> [Instructions to follow]: Search the listing below for the word "glowing" and copy each line that holds it.

▼

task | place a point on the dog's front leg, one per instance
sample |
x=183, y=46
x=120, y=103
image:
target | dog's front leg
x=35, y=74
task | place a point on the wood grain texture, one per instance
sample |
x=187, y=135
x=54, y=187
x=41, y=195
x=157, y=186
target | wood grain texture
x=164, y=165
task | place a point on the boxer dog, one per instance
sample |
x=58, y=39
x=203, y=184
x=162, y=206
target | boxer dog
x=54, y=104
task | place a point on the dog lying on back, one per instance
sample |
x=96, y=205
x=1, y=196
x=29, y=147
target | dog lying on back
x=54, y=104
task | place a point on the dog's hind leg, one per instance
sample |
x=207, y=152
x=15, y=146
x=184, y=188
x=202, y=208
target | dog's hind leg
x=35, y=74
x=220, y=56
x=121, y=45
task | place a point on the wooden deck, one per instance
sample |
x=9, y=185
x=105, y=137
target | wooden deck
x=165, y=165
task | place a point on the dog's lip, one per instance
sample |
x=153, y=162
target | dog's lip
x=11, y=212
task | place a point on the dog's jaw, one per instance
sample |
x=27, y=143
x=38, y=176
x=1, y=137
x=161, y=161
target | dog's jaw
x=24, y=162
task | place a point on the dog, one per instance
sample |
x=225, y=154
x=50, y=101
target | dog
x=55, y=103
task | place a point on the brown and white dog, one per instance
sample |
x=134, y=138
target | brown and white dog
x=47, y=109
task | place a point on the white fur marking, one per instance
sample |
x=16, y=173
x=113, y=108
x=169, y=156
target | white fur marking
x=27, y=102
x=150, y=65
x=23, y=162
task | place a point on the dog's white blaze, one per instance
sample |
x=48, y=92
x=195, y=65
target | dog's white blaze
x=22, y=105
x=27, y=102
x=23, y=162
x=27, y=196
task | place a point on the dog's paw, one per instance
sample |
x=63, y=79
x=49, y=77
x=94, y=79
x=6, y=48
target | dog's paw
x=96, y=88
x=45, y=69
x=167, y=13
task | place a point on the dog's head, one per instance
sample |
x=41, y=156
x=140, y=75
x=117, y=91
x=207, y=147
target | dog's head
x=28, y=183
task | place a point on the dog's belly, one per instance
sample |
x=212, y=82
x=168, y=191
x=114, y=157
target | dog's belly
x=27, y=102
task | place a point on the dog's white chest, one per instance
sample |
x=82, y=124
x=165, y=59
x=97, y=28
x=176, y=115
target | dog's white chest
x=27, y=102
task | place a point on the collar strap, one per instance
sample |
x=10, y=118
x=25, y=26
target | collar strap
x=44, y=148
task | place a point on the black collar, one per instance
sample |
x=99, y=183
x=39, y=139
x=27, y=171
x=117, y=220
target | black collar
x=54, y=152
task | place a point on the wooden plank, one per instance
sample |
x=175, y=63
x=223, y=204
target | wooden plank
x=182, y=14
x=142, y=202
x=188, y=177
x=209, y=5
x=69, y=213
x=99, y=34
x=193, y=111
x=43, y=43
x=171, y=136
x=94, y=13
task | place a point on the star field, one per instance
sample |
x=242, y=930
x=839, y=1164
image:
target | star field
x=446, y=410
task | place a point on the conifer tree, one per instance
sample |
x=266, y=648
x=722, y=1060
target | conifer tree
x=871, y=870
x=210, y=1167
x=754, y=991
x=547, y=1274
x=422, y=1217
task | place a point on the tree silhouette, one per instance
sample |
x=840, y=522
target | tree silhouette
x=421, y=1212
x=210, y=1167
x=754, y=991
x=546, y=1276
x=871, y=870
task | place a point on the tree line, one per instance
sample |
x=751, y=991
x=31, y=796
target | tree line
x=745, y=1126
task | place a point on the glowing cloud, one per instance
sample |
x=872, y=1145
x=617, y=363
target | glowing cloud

▲

> [Response]:
task | place a point on the glowing cloud, one per instance
target | glowing cloud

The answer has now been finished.